◆ **WHAT THE EXERCISE ASKS**
Filter the data below, keeping each line that holds the word "branch" and copying those lines unchanged. Treat the match as case-sensitive.

[Object position labeling data]

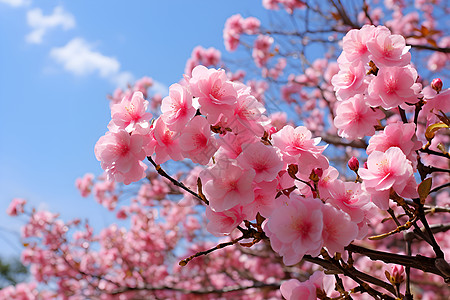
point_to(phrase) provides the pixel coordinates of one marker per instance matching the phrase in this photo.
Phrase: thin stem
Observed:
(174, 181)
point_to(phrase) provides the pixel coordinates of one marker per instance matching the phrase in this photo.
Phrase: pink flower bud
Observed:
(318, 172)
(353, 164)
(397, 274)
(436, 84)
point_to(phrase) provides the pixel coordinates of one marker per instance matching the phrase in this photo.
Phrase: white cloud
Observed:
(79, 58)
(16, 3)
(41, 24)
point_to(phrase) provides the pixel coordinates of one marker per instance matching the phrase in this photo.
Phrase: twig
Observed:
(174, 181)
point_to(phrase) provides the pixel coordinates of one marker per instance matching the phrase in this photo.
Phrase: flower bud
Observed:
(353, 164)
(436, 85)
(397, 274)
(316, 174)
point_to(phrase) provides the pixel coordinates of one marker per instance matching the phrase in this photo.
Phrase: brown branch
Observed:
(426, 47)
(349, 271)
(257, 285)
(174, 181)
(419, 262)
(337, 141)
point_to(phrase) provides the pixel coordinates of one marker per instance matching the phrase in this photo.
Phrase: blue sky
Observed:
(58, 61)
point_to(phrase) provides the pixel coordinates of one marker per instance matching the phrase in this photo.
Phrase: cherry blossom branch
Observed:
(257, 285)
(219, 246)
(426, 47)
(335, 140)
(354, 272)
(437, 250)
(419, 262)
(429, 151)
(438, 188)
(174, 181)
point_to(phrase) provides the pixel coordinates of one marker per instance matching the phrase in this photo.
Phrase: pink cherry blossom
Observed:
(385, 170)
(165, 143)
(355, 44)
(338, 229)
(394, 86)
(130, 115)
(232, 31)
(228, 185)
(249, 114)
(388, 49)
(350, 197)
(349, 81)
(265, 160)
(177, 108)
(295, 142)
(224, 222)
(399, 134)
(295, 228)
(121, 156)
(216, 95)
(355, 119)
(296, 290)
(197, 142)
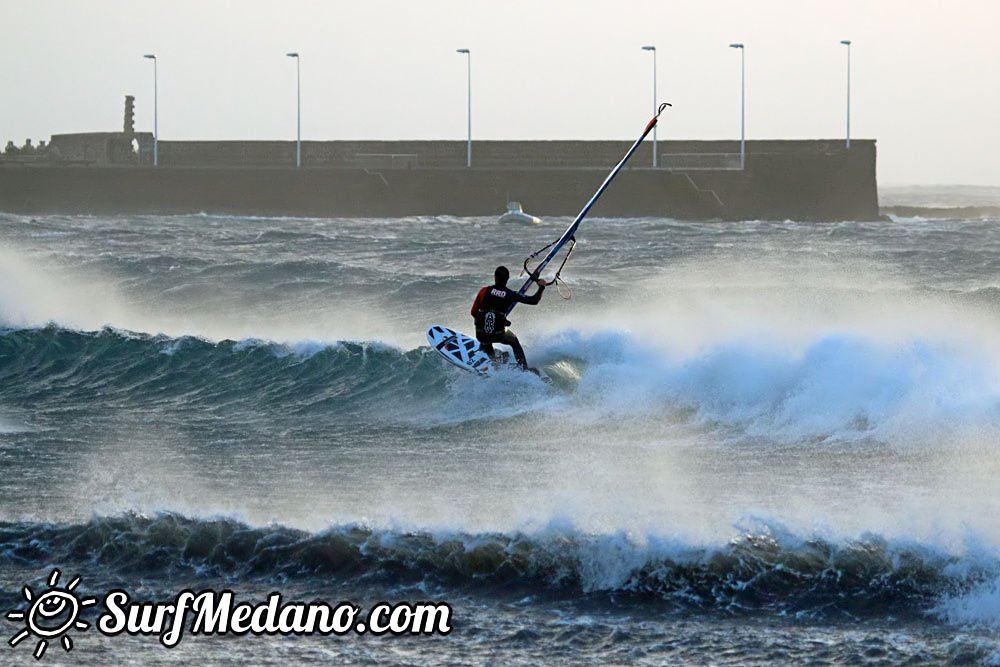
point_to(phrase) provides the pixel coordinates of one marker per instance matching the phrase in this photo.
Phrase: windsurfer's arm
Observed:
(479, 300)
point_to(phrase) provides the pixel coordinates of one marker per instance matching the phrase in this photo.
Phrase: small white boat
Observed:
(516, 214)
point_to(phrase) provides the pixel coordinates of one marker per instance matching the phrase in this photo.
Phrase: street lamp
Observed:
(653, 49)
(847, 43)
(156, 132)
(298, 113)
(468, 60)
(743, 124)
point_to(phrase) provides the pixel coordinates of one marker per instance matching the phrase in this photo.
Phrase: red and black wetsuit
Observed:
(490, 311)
* * *
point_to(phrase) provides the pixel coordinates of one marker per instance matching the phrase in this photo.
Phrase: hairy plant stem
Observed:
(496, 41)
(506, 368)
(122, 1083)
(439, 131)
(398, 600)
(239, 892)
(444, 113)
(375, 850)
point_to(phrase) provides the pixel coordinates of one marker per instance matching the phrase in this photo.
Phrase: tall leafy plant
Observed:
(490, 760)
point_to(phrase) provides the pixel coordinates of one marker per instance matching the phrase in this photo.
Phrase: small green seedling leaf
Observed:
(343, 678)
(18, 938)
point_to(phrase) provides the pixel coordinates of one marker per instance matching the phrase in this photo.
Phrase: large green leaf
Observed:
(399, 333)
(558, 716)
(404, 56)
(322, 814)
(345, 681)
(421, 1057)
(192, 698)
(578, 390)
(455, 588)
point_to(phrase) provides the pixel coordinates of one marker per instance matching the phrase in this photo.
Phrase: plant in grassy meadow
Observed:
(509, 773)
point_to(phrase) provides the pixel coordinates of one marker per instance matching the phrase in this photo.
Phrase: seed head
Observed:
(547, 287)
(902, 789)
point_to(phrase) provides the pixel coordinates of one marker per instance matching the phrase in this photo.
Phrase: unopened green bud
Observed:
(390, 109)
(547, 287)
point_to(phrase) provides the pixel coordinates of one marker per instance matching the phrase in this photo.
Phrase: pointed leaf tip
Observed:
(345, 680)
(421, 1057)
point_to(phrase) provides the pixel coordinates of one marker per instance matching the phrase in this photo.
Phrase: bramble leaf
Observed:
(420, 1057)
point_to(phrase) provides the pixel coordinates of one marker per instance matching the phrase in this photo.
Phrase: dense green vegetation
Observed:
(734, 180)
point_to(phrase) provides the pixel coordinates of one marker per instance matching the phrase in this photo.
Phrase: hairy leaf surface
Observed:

◆ **ANSWER**
Phrase: brown branch
Phrase: cherry blossom branch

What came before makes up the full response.